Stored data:
— begin —

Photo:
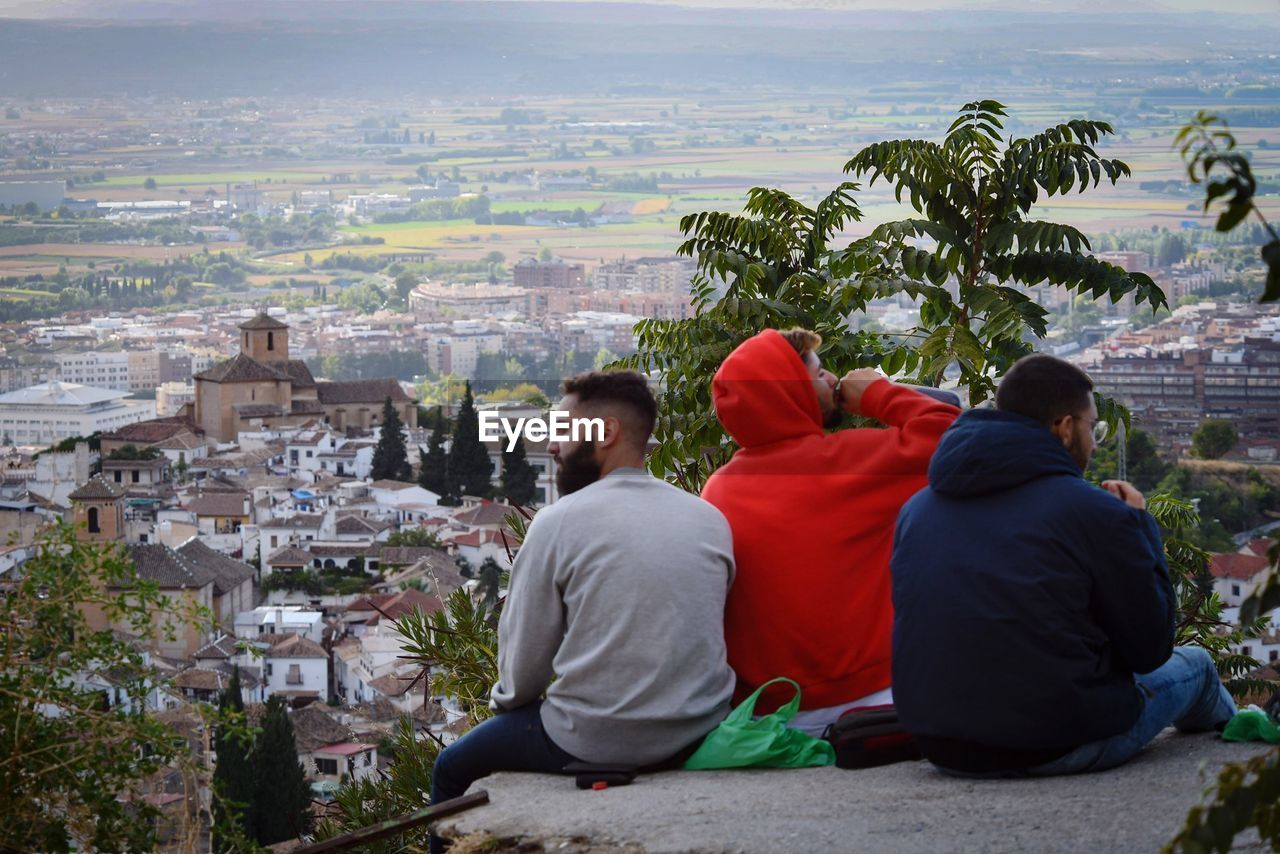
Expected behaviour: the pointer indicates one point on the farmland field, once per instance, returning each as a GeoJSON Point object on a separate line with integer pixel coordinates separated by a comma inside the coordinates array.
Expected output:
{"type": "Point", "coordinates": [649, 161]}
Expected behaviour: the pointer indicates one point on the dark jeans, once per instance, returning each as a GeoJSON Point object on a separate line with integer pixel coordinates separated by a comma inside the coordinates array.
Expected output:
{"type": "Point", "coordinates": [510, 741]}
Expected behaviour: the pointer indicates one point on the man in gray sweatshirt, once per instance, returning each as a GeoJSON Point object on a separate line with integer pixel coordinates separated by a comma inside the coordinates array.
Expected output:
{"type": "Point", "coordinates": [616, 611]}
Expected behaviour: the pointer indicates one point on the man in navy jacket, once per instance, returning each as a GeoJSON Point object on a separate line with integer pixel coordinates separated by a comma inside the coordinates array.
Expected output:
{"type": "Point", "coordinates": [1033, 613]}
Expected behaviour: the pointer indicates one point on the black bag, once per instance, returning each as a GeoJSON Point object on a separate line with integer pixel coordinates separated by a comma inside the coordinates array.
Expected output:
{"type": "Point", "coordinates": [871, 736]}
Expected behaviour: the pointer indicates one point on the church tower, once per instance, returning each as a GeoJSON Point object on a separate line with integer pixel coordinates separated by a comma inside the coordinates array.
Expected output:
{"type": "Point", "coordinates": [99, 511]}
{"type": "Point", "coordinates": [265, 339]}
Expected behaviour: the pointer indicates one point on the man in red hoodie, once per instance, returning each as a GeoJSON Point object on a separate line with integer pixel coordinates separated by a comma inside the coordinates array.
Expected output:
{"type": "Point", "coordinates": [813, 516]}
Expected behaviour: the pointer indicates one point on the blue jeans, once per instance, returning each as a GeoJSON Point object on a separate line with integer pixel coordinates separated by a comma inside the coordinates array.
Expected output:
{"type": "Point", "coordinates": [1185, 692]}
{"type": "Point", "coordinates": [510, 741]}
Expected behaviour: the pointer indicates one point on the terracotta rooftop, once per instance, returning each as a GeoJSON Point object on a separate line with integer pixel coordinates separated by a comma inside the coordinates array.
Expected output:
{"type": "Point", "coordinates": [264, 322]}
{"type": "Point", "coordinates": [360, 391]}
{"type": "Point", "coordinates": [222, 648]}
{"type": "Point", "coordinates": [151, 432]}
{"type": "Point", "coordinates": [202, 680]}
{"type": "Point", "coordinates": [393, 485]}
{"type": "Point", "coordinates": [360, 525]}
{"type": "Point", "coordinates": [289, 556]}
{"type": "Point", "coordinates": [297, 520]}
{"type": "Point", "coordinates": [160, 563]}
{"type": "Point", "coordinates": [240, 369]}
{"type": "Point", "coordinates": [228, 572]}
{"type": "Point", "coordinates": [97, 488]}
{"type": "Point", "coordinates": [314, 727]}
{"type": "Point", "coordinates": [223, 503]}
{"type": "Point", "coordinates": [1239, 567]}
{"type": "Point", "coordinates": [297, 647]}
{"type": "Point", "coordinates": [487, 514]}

— end —
— begin —

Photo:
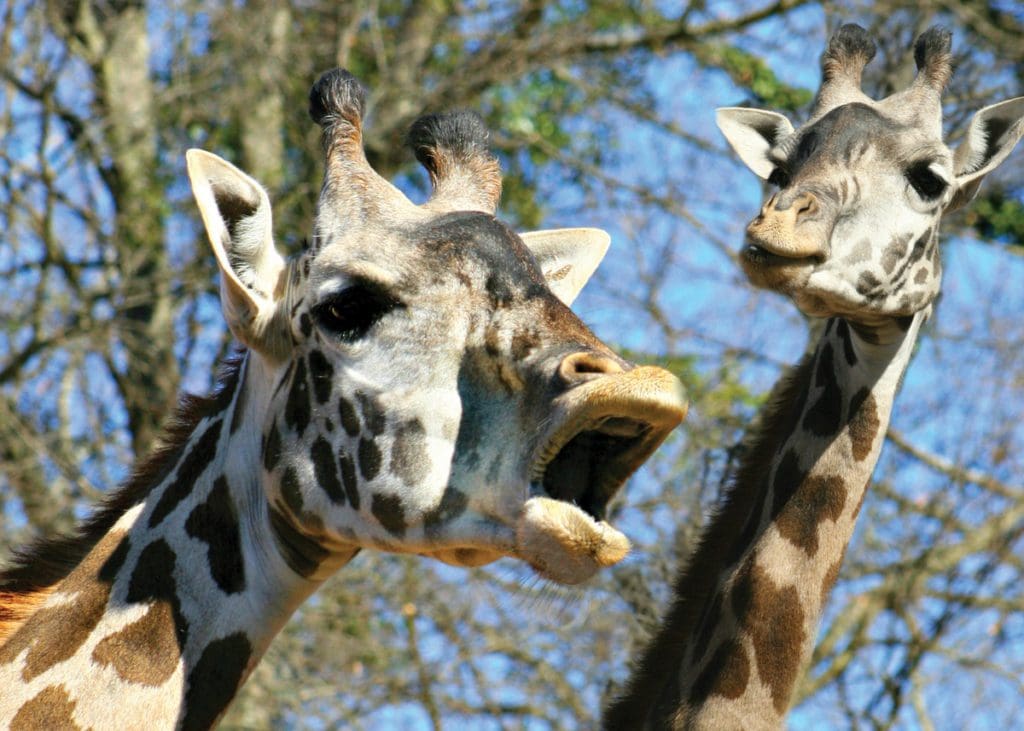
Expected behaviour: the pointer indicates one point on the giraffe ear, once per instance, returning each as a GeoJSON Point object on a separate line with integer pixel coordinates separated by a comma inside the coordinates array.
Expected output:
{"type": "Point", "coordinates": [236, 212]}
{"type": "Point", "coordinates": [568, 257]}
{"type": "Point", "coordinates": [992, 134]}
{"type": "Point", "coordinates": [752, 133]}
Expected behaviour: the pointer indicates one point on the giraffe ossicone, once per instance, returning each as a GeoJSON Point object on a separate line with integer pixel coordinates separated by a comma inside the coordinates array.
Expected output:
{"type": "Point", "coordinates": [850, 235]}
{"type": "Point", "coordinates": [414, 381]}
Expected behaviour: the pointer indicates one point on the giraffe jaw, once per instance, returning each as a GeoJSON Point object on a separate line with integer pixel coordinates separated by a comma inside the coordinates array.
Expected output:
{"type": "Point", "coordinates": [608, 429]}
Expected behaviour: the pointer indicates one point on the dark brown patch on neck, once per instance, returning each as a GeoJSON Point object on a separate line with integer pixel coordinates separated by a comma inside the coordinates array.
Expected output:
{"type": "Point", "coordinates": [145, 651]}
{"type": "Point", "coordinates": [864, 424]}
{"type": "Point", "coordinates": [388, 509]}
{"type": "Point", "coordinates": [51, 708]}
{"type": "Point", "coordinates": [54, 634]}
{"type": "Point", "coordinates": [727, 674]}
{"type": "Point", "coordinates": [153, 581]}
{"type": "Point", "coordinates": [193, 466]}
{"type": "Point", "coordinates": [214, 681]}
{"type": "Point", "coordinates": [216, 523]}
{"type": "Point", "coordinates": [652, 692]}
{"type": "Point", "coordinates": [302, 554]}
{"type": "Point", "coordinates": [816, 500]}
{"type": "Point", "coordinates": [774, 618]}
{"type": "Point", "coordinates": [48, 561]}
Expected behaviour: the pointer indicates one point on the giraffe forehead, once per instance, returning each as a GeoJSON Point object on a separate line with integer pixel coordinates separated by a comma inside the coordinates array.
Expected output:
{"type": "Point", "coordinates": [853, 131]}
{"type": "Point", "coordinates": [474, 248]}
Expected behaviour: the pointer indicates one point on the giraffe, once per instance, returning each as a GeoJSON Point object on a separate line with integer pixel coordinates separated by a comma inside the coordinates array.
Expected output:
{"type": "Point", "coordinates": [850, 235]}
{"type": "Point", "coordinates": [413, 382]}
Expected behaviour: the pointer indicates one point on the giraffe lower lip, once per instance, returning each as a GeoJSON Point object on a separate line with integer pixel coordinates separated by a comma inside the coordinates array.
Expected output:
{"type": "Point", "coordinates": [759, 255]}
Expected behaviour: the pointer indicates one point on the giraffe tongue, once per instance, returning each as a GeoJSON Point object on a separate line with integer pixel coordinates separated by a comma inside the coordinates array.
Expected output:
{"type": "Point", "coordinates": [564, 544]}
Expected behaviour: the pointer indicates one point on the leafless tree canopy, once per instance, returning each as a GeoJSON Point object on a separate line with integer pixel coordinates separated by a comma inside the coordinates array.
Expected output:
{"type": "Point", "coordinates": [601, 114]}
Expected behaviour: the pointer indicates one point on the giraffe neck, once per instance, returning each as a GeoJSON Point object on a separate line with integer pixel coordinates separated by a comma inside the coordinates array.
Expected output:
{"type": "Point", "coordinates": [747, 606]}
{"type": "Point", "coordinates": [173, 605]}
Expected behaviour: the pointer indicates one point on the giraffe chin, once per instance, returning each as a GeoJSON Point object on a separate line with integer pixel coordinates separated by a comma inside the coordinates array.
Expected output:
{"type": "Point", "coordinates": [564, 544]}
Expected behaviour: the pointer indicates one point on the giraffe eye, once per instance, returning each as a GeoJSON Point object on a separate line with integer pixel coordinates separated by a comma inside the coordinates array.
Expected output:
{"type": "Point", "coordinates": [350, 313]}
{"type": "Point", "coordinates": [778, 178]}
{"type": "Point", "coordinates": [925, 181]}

— end —
— begin —

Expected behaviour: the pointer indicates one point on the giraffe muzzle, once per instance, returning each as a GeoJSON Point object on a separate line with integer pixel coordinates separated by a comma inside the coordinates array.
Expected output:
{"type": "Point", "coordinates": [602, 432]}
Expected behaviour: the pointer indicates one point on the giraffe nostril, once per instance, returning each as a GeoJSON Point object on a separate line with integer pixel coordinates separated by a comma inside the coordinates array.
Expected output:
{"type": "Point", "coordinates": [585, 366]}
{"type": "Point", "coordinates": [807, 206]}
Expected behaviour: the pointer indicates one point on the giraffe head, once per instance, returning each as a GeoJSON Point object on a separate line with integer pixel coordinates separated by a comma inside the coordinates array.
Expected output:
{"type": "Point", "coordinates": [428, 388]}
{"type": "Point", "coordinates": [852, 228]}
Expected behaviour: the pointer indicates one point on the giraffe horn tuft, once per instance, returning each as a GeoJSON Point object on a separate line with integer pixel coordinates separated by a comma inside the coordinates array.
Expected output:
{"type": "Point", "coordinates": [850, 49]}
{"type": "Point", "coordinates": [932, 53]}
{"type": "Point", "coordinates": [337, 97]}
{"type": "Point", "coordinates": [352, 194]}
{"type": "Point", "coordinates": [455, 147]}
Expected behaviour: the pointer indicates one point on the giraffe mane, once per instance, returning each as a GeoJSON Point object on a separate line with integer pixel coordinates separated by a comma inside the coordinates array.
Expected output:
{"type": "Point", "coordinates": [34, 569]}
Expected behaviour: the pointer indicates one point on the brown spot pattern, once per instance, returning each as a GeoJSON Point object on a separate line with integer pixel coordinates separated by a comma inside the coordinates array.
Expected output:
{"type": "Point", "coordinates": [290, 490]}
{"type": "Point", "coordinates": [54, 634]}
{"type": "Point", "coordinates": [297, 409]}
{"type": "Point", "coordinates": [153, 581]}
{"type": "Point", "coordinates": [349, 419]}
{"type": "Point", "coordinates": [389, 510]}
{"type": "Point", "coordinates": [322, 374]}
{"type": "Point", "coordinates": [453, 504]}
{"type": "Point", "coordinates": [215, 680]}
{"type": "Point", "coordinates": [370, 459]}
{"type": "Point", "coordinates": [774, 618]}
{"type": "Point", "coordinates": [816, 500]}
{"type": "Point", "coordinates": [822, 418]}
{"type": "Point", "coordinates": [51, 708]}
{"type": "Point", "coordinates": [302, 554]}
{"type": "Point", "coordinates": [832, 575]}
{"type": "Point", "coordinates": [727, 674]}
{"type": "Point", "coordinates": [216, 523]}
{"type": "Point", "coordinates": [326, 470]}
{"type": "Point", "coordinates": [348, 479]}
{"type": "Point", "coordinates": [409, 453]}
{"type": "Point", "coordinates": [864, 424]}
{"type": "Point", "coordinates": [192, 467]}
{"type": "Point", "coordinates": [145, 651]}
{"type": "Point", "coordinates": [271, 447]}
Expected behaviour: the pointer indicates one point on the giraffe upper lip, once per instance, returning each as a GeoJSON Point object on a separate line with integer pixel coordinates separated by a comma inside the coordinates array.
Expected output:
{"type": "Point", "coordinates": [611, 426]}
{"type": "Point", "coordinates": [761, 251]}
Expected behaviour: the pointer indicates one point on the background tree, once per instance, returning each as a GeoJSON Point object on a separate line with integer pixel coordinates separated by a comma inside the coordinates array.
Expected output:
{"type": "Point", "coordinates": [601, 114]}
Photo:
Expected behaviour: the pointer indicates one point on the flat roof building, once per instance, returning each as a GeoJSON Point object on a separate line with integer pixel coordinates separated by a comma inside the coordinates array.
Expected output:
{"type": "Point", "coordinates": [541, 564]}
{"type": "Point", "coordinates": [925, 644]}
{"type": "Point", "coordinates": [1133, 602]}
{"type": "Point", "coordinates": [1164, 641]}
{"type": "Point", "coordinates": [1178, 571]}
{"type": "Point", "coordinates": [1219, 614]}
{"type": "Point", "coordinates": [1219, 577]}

— end —

Locate each line in the records above that contains the word "brown" and copy those lines.

▶ _RESPONSE_:
Expected behaviour: the pointer indicates one point on the dark brown patch on neck, once per instance, returning each as a GeoJSON Point object on a separate line with integer pixel coordinates separated by a comma inside the coordinates array.
Expected behaviour: the pointer indicates one point on the brown spot pattern, once per instance, returning each as a GeoJSON Point object on a separate line with integer pixel coordinates separated by a comma inside the coordinates array.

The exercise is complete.